> **Requirement 1**:
List every sentence in the abortion discussion that begins with the word "If".
> **Requirement 2**:
Write out the stretch of the abortion discussion from "Start an argument" through "them they know better.", substituting "ploy" for "tactic".
> **Requirement 3**:
In the abortion discussion, how far into the pregnancy does the miscarriage happen in the first scenario?

> **Page extract**:
If it is a 'right to life' argument then termination should be illegal at any stage.

It's difficult where to draw the line. You'd think with contraceptives the discussion wouldn't need to happen, unless force or coercion is involved.
Start an argument by defining the terms ...

If it wasn't such a serious subject I'd rant on how small I find that tactic.

Whatever. A woman's right to decide is the fundamental principle, much else is angry old men telling them they know better.

If you really care create a society where the child will be looked after rather than moaning about someone you'll never meet. But doing something rather than just wanting restrictions requires effort, and many don't like effort and prefer restrictions.
It's not just that simple to say it's only about a woman's body choice and the rest is just old men saying they know better. Take a few scenarios:

Parents want a kid - they have a miscarriage at 12 weeks - both parents gutted. Would you tell them it's not a life?

Couple get pregnant, both want an abortion, kid is aborted at 12 weeks. Similar to a miscarriage, but we'd not say it is "losing a baby" as such, it'd generally be viewed as aborting a bunch of cells and not a life.

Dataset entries
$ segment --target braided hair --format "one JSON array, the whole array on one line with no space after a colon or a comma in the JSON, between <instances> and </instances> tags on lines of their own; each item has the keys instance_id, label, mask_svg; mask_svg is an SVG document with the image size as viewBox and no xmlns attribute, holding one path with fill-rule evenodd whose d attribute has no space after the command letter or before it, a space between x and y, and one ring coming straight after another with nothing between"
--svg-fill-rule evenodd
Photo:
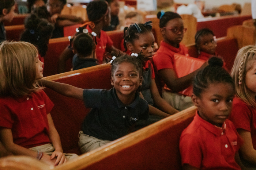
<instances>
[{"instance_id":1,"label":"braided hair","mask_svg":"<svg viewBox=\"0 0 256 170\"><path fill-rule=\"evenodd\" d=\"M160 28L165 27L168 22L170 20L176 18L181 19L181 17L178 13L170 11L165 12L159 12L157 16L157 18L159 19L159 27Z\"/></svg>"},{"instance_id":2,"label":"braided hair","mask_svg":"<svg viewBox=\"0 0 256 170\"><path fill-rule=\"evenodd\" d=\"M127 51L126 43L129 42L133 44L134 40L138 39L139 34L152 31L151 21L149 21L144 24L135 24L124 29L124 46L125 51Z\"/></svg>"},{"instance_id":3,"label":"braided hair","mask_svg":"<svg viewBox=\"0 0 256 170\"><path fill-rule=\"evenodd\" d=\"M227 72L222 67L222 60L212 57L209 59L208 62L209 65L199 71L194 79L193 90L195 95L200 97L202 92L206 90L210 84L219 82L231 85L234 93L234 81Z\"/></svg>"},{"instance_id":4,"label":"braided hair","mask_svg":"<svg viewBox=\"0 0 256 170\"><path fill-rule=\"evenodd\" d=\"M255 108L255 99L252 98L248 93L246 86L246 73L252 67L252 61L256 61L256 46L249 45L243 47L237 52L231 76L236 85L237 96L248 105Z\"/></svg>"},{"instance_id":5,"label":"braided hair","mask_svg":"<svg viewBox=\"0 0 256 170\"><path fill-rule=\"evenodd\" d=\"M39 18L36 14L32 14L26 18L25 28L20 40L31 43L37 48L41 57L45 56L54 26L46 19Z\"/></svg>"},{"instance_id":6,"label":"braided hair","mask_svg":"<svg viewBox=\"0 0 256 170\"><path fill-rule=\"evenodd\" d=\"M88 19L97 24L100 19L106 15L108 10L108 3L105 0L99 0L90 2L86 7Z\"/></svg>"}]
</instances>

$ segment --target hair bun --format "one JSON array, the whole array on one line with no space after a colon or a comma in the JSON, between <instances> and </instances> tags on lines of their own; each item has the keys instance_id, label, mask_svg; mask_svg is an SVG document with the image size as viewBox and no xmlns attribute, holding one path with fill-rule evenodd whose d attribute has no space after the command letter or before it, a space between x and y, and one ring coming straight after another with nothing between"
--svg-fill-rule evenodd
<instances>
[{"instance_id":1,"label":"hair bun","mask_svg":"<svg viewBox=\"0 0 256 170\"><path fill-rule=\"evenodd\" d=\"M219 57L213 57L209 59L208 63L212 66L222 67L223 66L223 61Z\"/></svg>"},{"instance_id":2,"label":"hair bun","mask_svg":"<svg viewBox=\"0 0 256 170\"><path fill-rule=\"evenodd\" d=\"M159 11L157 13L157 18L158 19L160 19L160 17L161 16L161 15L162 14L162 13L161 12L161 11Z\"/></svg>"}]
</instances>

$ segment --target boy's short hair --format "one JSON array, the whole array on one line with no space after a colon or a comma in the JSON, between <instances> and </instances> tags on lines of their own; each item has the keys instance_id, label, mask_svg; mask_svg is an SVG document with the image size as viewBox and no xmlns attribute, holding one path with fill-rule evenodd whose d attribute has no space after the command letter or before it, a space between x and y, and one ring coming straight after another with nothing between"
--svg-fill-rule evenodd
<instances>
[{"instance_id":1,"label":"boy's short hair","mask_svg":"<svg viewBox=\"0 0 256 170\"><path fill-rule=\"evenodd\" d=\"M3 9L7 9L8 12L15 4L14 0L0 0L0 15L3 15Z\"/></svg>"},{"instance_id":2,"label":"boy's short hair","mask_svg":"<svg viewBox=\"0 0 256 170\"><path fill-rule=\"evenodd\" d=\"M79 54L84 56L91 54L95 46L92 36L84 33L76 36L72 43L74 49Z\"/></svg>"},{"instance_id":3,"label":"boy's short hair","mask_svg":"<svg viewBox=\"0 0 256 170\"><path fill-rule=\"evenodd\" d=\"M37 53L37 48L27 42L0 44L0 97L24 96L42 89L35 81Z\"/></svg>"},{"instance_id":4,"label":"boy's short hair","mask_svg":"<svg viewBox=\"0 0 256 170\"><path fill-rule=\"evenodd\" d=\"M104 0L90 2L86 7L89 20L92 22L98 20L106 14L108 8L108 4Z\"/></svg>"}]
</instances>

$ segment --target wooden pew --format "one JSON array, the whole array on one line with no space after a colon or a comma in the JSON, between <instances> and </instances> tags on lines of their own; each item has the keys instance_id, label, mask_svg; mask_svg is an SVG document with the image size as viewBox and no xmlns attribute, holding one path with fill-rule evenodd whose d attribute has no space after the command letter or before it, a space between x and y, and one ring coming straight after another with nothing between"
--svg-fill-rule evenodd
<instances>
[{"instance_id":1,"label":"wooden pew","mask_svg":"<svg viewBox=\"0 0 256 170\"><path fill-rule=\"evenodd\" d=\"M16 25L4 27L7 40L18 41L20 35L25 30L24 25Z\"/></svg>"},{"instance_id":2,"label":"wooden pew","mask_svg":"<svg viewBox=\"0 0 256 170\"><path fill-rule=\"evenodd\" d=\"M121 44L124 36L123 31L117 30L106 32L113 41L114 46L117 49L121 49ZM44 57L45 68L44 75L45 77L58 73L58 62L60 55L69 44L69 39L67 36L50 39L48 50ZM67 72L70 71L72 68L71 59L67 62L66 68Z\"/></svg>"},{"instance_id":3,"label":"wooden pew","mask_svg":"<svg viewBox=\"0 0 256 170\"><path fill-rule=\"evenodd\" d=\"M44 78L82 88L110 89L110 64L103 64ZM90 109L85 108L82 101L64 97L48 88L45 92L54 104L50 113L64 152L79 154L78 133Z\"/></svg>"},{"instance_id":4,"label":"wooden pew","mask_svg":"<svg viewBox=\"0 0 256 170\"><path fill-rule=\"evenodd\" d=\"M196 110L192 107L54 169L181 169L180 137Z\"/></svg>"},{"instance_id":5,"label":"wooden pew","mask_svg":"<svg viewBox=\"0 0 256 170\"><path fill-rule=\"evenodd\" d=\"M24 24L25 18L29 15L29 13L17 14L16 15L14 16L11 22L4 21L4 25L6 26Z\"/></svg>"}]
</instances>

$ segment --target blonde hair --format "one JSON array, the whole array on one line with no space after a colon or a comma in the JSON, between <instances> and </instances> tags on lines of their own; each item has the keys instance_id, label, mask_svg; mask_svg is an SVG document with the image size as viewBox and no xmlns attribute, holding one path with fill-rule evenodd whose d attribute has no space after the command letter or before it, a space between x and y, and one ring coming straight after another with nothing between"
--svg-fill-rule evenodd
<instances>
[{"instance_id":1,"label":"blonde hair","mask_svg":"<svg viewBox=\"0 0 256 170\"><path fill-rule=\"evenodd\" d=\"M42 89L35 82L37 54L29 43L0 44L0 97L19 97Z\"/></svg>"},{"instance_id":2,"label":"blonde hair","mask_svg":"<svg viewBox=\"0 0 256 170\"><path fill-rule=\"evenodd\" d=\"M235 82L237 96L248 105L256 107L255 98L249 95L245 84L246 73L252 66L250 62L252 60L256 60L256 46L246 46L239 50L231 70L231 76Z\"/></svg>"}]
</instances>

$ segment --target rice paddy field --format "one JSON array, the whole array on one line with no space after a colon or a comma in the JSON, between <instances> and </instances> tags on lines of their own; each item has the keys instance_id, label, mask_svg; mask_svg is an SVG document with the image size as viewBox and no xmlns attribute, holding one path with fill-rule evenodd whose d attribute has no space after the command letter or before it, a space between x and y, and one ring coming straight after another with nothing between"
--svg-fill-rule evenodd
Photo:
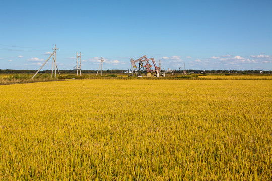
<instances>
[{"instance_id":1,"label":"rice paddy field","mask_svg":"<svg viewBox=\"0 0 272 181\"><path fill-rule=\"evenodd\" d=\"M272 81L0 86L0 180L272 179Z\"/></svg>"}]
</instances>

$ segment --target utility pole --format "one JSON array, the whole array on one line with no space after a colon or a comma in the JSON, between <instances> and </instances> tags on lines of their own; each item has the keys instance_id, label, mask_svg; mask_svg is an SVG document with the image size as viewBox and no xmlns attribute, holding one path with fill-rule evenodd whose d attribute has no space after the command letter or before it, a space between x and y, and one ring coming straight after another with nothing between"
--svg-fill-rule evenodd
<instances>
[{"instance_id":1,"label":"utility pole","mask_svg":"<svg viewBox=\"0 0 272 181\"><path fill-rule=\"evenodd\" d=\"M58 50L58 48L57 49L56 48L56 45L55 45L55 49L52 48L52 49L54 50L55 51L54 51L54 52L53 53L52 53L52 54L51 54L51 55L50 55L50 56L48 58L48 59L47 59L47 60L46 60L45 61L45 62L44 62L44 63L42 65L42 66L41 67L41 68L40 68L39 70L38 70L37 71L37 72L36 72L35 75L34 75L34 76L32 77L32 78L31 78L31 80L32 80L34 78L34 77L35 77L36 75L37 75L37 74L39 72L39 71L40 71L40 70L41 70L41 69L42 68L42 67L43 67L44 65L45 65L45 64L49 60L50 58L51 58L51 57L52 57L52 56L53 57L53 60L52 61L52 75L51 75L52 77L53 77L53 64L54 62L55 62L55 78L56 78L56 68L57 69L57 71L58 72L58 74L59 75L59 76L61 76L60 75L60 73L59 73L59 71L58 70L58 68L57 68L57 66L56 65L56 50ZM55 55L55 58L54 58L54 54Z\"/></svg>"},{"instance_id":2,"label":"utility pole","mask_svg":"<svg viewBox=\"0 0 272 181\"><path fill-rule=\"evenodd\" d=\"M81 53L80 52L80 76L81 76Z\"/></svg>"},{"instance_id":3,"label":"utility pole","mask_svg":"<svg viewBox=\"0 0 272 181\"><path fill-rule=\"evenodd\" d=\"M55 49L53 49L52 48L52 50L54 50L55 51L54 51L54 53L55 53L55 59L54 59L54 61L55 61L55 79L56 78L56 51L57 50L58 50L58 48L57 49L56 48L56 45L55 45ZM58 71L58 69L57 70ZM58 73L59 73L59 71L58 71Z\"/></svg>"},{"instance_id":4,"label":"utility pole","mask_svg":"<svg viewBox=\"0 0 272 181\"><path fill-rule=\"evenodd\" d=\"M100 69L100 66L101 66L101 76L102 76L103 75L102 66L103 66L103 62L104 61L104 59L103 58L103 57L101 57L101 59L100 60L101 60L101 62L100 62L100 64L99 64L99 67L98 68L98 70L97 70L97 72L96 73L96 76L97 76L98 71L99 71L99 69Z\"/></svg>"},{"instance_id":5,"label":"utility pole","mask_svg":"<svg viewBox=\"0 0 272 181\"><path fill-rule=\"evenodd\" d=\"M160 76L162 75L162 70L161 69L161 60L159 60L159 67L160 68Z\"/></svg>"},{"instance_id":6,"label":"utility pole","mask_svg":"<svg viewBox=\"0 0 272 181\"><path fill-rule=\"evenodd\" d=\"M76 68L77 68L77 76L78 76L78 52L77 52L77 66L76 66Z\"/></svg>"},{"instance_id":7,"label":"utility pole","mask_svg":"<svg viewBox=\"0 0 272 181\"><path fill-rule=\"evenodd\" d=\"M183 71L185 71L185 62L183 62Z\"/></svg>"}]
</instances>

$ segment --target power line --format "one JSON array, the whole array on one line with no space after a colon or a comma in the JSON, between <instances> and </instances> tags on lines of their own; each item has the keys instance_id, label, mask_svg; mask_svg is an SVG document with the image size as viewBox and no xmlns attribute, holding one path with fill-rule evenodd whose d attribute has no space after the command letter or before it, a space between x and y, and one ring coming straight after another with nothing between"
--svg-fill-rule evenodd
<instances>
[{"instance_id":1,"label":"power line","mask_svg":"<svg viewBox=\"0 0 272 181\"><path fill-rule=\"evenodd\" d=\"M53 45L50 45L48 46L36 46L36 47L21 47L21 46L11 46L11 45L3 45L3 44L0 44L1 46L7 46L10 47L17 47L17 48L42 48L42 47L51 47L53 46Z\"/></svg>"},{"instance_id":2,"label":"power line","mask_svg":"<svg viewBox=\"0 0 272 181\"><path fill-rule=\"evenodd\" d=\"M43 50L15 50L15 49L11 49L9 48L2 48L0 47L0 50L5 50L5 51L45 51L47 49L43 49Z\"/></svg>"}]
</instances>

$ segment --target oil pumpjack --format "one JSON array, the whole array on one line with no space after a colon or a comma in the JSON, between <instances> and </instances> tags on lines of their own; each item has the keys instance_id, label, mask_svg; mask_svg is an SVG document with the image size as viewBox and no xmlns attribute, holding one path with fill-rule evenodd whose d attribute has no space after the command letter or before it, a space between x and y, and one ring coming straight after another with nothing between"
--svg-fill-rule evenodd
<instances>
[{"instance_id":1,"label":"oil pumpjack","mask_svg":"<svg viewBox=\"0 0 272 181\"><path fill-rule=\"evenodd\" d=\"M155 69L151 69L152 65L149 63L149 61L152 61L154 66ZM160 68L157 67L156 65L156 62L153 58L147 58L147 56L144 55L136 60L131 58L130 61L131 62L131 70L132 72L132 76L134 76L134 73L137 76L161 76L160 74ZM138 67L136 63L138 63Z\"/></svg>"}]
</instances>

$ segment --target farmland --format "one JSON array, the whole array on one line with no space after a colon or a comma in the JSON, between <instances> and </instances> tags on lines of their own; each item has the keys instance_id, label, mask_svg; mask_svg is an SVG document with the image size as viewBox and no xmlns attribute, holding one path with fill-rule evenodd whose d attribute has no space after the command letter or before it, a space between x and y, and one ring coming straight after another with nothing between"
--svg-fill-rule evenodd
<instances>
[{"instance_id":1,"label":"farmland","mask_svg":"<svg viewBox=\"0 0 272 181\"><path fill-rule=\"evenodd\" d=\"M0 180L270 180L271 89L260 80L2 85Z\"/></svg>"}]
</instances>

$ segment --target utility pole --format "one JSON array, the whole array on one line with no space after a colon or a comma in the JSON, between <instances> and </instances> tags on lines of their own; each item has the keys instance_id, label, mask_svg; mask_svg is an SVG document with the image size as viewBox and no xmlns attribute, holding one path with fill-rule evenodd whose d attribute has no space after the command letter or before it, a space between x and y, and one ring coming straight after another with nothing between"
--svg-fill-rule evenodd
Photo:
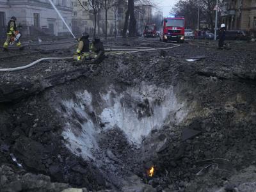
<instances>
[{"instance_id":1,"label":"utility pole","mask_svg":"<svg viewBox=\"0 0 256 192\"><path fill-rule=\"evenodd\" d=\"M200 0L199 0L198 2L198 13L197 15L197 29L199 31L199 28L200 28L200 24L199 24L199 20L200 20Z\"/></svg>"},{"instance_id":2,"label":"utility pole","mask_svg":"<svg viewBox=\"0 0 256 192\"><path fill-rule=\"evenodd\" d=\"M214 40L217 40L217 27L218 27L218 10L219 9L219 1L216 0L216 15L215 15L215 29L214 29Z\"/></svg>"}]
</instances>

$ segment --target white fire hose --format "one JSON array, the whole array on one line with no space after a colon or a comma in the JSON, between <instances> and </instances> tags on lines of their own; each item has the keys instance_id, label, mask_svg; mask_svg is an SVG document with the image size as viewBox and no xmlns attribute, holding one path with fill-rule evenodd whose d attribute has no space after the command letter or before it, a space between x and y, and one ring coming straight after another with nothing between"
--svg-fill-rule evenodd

> **Written response 1**:
- If it is a 'right to life' argument then termination should be illegal at any stage.
- If it wasn't such a serious subject I'd rant on how small I find that tactic.
- If you really care create a society where the child will be looked after rather than moaning about someone you'll never meet.

> **Written response 2**:
Start an argument by defining the terms ...

If it wasn't such a serious subject I'd rant on how small I find that ploy.

Whatever. A woman's right to decide is the fundamental principle, much else is angry old men telling them they know better.

> **Written response 3**:
At 12 weeks.